*TEKSTFRAGMENT*:

>>

De tekst van de brief:

OPEN BRIEF AAN MINISTER-PRESIDENT BALKENENDE

Ter gelegenheid van uw bezoek aan India van 18 tot en met 20 januari 2006

Geachte heer Balkenende,

Uw eerste bezoek aan India als minister-president zal u zeker niet onberoerd laten. India is een fascinerend en dynamisch land dat bezig is aan een enorme economische opmars. Werd India nog maar veertig jaar geleden gezien als een ‘hopeloos hongerland’, tegenwoordig boezemt India ons soms zelfs vrees in. Steeds meer banen in de ICT-sector gaan naar India en de sterk gegroeide vraag naar energie van landen als India is een reden dat onze energieprijs momenteel snel stijgt.

De visie op India als ‘hongerland’ in de jaren zestig was eenzijdig omdat India al lang grote armoede naast ook enorme rijkdom kent. Het huidige beeld van India als een moderne bruisende economie die de nog bestaande sociale problemen voortvarend oplost is dat echter minstens evenzeer. Ondanks de groeiende middenklasse die nu circa een vijfde van de ruim een miljard inwoners omvat, leven nog honderden miljoenen mensen in India op de rand van het bestaan. Vaak zijn dat dalits of ‘kastelozen’ die niet alleen arm zijn maar ook veelvuldig het slachtoffer zijn van vernedering en geweld. Dit is het gevolg van het nog steeds heersende kastensysteem en de straffeloosheid waarmee misdaden tegen hen worden begaan.

<<

*VASTGELEGDE GEGEVENS*:
>>

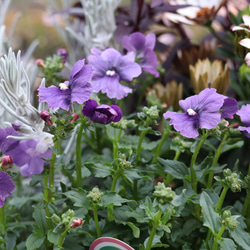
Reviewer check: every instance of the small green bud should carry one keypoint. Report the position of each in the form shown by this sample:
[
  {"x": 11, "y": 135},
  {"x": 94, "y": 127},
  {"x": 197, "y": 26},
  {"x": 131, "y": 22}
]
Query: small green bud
[{"x": 95, "y": 194}]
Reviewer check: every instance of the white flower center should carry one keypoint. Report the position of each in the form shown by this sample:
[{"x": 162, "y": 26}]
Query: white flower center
[
  {"x": 191, "y": 112},
  {"x": 63, "y": 86},
  {"x": 110, "y": 72}
]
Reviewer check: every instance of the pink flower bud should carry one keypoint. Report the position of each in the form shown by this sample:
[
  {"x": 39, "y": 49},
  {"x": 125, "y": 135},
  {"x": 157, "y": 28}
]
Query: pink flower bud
[
  {"x": 76, "y": 223},
  {"x": 6, "y": 162},
  {"x": 40, "y": 63},
  {"x": 45, "y": 115}
]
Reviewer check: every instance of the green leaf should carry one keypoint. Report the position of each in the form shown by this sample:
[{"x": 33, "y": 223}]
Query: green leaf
[
  {"x": 226, "y": 244},
  {"x": 112, "y": 198},
  {"x": 112, "y": 133},
  {"x": 79, "y": 198},
  {"x": 34, "y": 241},
  {"x": 177, "y": 169},
  {"x": 98, "y": 169},
  {"x": 135, "y": 229},
  {"x": 40, "y": 218},
  {"x": 210, "y": 218},
  {"x": 232, "y": 143},
  {"x": 241, "y": 237},
  {"x": 10, "y": 240}
]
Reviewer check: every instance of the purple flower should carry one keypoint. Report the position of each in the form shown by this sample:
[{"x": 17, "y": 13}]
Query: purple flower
[
  {"x": 201, "y": 111},
  {"x": 244, "y": 114},
  {"x": 6, "y": 187},
  {"x": 77, "y": 89},
  {"x": 143, "y": 47},
  {"x": 63, "y": 53},
  {"x": 101, "y": 113},
  {"x": 26, "y": 154},
  {"x": 110, "y": 68}
]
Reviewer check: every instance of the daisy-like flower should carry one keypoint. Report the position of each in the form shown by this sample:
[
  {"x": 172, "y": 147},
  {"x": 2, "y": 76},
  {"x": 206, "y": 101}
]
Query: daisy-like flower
[
  {"x": 143, "y": 47},
  {"x": 110, "y": 68},
  {"x": 244, "y": 114},
  {"x": 6, "y": 187},
  {"x": 201, "y": 111},
  {"x": 77, "y": 89},
  {"x": 199, "y": 12},
  {"x": 102, "y": 113}
]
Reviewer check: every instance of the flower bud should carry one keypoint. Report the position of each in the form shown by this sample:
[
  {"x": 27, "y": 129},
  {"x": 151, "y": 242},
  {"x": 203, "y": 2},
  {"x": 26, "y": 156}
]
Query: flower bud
[
  {"x": 40, "y": 63},
  {"x": 6, "y": 162},
  {"x": 76, "y": 223},
  {"x": 45, "y": 115}
]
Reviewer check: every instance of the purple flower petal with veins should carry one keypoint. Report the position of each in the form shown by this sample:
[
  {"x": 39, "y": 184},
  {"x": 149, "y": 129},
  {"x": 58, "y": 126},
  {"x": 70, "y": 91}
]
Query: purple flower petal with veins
[
  {"x": 201, "y": 111},
  {"x": 101, "y": 113},
  {"x": 77, "y": 89},
  {"x": 110, "y": 68}
]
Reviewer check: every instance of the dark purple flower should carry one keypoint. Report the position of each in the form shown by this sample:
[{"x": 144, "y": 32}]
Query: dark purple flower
[
  {"x": 77, "y": 89},
  {"x": 143, "y": 47},
  {"x": 201, "y": 111},
  {"x": 110, "y": 68},
  {"x": 244, "y": 114},
  {"x": 101, "y": 113},
  {"x": 6, "y": 187}
]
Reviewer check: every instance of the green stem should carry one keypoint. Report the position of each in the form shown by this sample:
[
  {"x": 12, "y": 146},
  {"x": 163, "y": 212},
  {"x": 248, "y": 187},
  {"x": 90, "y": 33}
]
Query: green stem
[
  {"x": 158, "y": 149},
  {"x": 142, "y": 135},
  {"x": 169, "y": 176},
  {"x": 2, "y": 219},
  {"x": 97, "y": 226},
  {"x": 79, "y": 154},
  {"x": 215, "y": 160},
  {"x": 222, "y": 198},
  {"x": 194, "y": 157},
  {"x": 153, "y": 231},
  {"x": 218, "y": 237},
  {"x": 115, "y": 144},
  {"x": 62, "y": 237}
]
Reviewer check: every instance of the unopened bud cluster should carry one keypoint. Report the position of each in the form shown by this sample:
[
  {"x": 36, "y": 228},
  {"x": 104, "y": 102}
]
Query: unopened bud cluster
[
  {"x": 165, "y": 194},
  {"x": 95, "y": 194},
  {"x": 233, "y": 180}
]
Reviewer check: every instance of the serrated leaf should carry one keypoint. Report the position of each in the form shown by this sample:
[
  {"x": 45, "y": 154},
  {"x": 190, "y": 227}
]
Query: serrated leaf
[
  {"x": 177, "y": 169},
  {"x": 210, "y": 218}
]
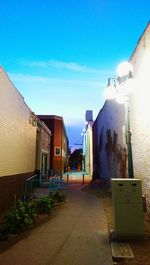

<<

*OPDRACHTEN*:
a) Kun je de open brief in precies twee zinnen samenvatten?
b) Beantwoord deze vragen over de open brief:
(i) Van wanneer tot wanneer duurt het bezoek van Balkenende aan India?
(ii) Welk deel van de inwoners van India omvat de groeiende middenklasse?
(iii) Waarvan zijn de vernedering van en het geweld tegen dalits volgens de open brief het gevolg?

*ANTWOORDEN*:
a) De open brief aan minister-president Balkenende, ter gelegenheid van zijn bezoek aan India van 18 tot en met 20 januari 2006, beschrijft India als een fascinerend en dynamisch land in een enorme economische opmars, dat veertig jaar geleden nog als ‘hopeloos hongerland’ werd gezien en ons nu soms zelfs vrees inboezemt. Volgens de brief is ook het huidige beeld van een bruisende economie eenzijdig, want ondanks een groeiende middenklasse leven nog honderden miljoenen mensen op de rand van het bestaan, vaak dalits die ook slachtoffer zijn van vernedering en geweld.

b)
(i) Van 18 tot en met 20 januari 2006.
(ii) Circa een vijfde van de ruim een miljard inwoners.
(iii) Van het nog steeds heersende kastensysteem en de straffeloosheid waarmee misdaden tegen hen worden begaan.